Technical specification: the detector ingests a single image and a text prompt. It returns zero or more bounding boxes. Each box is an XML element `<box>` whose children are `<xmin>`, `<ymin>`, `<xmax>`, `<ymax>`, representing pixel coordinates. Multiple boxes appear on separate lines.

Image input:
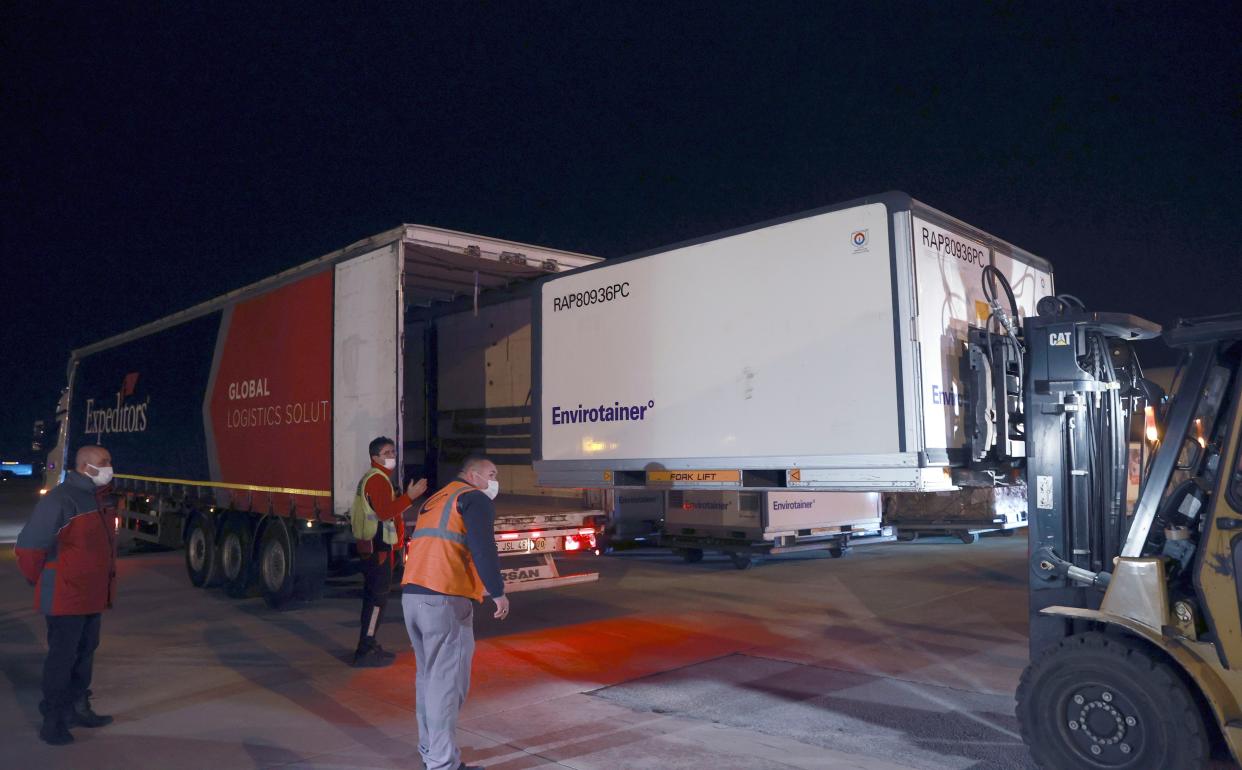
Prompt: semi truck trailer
<box><xmin>45</xmin><ymin>225</ymin><xmax>606</xmax><ymax>606</ymax></box>
<box><xmin>532</xmin><ymin>193</ymin><xmax>1054</xmax><ymax>553</ymax></box>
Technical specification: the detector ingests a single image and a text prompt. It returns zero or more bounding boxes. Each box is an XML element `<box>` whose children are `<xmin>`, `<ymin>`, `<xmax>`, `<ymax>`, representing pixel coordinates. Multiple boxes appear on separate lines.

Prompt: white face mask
<box><xmin>86</xmin><ymin>463</ymin><xmax>112</xmax><ymax>487</ymax></box>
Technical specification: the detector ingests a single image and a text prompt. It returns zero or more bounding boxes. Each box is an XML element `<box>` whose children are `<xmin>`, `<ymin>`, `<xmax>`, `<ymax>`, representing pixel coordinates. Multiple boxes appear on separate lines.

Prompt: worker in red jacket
<box><xmin>15</xmin><ymin>446</ymin><xmax>117</xmax><ymax>745</ymax></box>
<box><xmin>350</xmin><ymin>436</ymin><xmax>427</xmax><ymax>667</ymax></box>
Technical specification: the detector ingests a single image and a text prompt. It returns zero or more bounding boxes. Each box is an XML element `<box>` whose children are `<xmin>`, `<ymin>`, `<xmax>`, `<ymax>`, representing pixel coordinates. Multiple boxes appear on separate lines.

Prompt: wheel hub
<box><xmin>222</xmin><ymin>534</ymin><xmax>241</xmax><ymax>580</ymax></box>
<box><xmin>263</xmin><ymin>544</ymin><xmax>288</xmax><ymax>592</ymax></box>
<box><xmin>1063</xmin><ymin>684</ymin><xmax>1143</xmax><ymax>768</ymax></box>
<box><xmin>189</xmin><ymin>527</ymin><xmax>207</xmax><ymax>573</ymax></box>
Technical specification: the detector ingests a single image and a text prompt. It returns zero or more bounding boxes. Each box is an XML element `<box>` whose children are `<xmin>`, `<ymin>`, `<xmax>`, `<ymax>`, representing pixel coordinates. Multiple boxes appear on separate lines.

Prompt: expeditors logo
<box><xmin>551</xmin><ymin>401</ymin><xmax>656</xmax><ymax>425</ymax></box>
<box><xmin>82</xmin><ymin>371</ymin><xmax>152</xmax><ymax>442</ymax></box>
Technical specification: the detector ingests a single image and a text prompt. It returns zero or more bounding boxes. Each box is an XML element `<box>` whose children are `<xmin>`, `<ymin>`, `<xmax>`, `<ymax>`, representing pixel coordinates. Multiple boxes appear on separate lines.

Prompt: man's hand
<box><xmin>405</xmin><ymin>478</ymin><xmax>427</xmax><ymax>501</ymax></box>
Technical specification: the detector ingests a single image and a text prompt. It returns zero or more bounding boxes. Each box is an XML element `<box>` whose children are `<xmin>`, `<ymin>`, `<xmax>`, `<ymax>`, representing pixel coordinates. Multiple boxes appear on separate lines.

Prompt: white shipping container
<box><xmin>533</xmin><ymin>193</ymin><xmax>1053</xmax><ymax>491</ymax></box>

WHAT IS EXPECTED -
Every record above must be given again exactly; drop the pictures.

TASK SOLUTION -
Technical specification: the detector ingests a single image and a text prompt. It returns zero or more bounding boxes. Each box is an XML element `<box>` whose children are `<xmin>`, `<ymin>`, `<xmax>`, `<ymax>`, representing pixel coordinates. Multiple boxes appear on separate lines.

Image input:
Prompt: semi truck trailer
<box><xmin>45</xmin><ymin>225</ymin><xmax>606</xmax><ymax>606</ymax></box>
<box><xmin>532</xmin><ymin>193</ymin><xmax>1054</xmax><ymax>553</ymax></box>
Technical specification: the detector ingests a single image and a text prompt. It returns zero or more bounding boxes. Each box is an XML element `<box>` whose children are `<xmin>`, `<ymin>`, `<xmax>`, `<ymax>`, representing pixel coordinates. Multiple boxes appear on separate lines.

Prompt: white face mask
<box><xmin>86</xmin><ymin>463</ymin><xmax>112</xmax><ymax>487</ymax></box>
Technical specification: the detector ingests a single image and a text prompt. It returns zero or more bounding boxes. Each box is an XML element `<box>` whose children are `<xmin>`, `<ymin>`, `<xmax>`, `<ymax>`, representing pixel coordinates. Multiple boxes appear on separate lines.

Prompt: worker in red jacket
<box><xmin>15</xmin><ymin>446</ymin><xmax>117</xmax><ymax>745</ymax></box>
<box><xmin>350</xmin><ymin>436</ymin><xmax>427</xmax><ymax>667</ymax></box>
Technical specification: the detector ingests a single image and a text prompt. It returns zero or more bounding boxes. Each box is an XML element `<box>` whose children are `<xmin>`, `<ymin>`, `<xmax>`, `<ymax>`, representing pixel coordinates. Multiple boxes appear on separate lines.

Prompt: wheel hub
<box><xmin>222</xmin><ymin>534</ymin><xmax>241</xmax><ymax>580</ymax></box>
<box><xmin>263</xmin><ymin>544</ymin><xmax>288</xmax><ymax>592</ymax></box>
<box><xmin>1063</xmin><ymin>684</ymin><xmax>1143</xmax><ymax>768</ymax></box>
<box><xmin>189</xmin><ymin>527</ymin><xmax>207</xmax><ymax>573</ymax></box>
Technical specification: the detector ingests a single image and a text prompt. It returns zero or more bounding boxes. Each box is an XML element `<box>` whose children are `<xmin>`, `<ymin>`, `<xmax>`, `<ymax>`, representing pixel coordinates. Multiple boxes appear on separate lines.

Prompt: expeditors logo
<box><xmin>551</xmin><ymin>401</ymin><xmax>656</xmax><ymax>425</ymax></box>
<box><xmin>82</xmin><ymin>371</ymin><xmax>152</xmax><ymax>442</ymax></box>
Technical specification: the detector ingests a single image and a text prompt. It returns zero or more bounding boxes. Each box is an XML element `<box>` whose children are `<xmin>`, `<ymin>`, `<xmax>`, `<ymax>`, representing pixel coordinates. Multiple boxes appear on separate lines.

Prompt: man's hand
<box><xmin>405</xmin><ymin>478</ymin><xmax>427</xmax><ymax>501</ymax></box>
Technical specification: the detector ingests a single image and a text prompt. It returns zero or more bounding boxes. Each box is an XML element `<box>` whose children are `<xmin>`, `<ymin>`, `<xmax>`, `<ymax>`, representing pixel coordinates. Multiple boxes appear on separate lines.

Prompt: white shipping container
<box><xmin>533</xmin><ymin>193</ymin><xmax>1053</xmax><ymax>491</ymax></box>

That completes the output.